- [SUPPLIED PASSAGE]:

══════════════════════════════

Despite the many efforts around automation, people still play a crucial role in setting the tone for how organizations collect, analyze, and share data. Data leaders are in a unique position to enable their teams to understand the importance of data ethics and take it into account in the development of new data experiences for customers, decisionmakers, and the general public.

══════════════════════════════

- [PROMPT 1]:
What role does the data ethics passage say people still play despite automation, and what are data leaders positioned to do?
- [PROMPT 2]:
Can you repeat, word for word, the part of the data ethics passage that opens with the words containing "Despite the many" and closes with "the general public."?
These records have no connection to the data ethics passage.

══════════════════════════════

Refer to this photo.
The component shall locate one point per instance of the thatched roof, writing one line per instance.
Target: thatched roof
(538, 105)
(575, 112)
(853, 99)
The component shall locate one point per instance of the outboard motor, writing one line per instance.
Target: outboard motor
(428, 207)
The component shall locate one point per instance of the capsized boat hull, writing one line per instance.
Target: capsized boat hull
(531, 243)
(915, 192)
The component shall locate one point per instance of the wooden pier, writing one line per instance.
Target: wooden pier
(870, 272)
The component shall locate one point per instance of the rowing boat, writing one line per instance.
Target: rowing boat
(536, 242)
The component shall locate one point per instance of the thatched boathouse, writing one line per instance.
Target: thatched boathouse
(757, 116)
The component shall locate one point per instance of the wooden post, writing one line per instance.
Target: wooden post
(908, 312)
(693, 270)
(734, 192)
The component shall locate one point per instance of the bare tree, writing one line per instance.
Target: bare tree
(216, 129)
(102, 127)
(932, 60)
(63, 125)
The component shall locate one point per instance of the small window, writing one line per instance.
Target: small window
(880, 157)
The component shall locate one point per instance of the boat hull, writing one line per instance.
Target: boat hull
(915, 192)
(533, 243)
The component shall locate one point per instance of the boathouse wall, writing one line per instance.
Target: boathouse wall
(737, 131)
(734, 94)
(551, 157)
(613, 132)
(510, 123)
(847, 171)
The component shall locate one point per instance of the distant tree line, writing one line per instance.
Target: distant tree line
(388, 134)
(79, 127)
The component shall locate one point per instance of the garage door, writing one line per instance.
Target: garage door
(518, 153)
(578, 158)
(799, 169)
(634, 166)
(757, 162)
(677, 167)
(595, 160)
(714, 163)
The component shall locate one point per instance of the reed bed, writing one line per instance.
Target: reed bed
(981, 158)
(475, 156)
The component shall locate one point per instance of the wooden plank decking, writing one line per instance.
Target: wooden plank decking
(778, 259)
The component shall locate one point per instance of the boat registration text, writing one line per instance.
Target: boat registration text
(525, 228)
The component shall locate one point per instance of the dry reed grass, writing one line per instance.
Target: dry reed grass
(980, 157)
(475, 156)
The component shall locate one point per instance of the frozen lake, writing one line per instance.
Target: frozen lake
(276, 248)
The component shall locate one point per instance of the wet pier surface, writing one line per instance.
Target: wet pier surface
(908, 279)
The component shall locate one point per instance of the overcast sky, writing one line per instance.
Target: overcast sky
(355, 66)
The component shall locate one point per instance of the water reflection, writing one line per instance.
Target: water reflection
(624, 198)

══════════════════════════════

- [EXERCISE OUTPUT 1]:
People still set the tone for how organizations collect, analyze, and share data. Data leaders can help their teams understand why data ethics matters and factor it into new data experiences for customers, decisionmakers, and the general public.

- [EXERCISE OUTPUT 2]:
Despite the many efforts around automation, people still play a crucial role in setting the tone for how organizations collect, analyze, and share data. Data leaders are in a unique position to enable their teams to understand the importance of data ethics and take it into account in the development of new data experiences for customers, decisionmakers, and the general public.